Record list ->

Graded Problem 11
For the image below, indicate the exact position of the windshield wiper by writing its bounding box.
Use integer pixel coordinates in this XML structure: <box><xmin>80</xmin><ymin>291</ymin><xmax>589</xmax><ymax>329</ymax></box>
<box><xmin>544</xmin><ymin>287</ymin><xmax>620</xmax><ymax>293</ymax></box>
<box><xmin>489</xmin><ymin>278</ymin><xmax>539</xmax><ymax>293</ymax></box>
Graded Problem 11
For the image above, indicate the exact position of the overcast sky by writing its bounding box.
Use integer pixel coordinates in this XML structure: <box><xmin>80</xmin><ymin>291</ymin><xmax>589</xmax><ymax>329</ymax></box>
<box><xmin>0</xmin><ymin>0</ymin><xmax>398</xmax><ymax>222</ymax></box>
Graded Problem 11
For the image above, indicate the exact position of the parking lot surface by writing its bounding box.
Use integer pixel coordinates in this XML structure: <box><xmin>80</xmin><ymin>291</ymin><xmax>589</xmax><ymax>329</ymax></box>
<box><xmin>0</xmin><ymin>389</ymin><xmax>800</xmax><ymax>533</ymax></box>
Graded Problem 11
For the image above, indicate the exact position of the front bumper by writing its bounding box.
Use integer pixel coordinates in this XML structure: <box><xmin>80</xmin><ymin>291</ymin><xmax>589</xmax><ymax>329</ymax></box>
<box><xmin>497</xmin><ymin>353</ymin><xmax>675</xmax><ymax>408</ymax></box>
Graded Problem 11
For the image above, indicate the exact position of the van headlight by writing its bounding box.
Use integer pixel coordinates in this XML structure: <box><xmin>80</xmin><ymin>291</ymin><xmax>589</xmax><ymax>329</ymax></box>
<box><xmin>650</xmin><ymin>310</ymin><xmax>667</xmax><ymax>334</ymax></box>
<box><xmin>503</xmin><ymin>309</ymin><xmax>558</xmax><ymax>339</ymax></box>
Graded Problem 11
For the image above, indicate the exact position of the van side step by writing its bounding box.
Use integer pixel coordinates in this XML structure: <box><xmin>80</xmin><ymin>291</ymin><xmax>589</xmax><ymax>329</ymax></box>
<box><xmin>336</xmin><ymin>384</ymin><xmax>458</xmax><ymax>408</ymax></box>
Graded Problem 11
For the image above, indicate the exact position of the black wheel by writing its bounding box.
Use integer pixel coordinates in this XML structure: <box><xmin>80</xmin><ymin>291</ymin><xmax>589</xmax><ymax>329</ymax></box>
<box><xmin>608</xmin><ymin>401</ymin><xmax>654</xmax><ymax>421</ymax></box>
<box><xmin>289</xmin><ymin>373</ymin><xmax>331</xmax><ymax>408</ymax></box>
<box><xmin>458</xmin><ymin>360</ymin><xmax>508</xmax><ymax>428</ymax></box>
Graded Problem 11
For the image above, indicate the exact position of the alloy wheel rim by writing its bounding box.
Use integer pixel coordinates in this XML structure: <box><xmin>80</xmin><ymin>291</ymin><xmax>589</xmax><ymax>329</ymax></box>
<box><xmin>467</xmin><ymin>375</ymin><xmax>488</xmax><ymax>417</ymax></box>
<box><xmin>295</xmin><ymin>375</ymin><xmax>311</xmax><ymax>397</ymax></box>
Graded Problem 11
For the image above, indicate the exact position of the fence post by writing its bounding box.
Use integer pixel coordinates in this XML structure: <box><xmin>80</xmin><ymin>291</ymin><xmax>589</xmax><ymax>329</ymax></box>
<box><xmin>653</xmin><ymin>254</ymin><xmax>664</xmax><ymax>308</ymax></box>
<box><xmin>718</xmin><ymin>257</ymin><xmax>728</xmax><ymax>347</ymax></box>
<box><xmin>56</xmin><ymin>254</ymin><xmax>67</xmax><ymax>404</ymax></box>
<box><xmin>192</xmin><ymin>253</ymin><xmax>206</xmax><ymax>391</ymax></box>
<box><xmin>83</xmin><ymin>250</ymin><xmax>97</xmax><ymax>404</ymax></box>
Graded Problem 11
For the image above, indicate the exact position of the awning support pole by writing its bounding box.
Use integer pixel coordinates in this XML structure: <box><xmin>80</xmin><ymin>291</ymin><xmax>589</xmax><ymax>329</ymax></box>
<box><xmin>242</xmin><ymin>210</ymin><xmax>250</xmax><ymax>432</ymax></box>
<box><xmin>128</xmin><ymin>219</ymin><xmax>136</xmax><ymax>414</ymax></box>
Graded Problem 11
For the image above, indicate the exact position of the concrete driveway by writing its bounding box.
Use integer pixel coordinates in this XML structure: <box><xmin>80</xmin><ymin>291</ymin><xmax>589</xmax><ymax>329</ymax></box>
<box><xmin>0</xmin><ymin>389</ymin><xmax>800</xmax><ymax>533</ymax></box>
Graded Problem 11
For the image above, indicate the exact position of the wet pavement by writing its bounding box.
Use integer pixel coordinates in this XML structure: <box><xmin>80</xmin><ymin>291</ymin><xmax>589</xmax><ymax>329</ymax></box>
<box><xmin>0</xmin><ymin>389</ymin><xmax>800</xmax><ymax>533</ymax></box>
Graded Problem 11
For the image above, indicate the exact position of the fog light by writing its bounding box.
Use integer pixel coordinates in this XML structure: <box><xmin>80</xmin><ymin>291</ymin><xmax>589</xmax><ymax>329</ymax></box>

What you will do -> Show each line of the records above that contains the word "wheel", treating uppercase and lowercase as different.

Exercise response ->
For the image above, indicate the exact position of the black wheel by writing its bounding box.
For the image above, indicate the exact position of the alloy wheel rim by writing its bounding box.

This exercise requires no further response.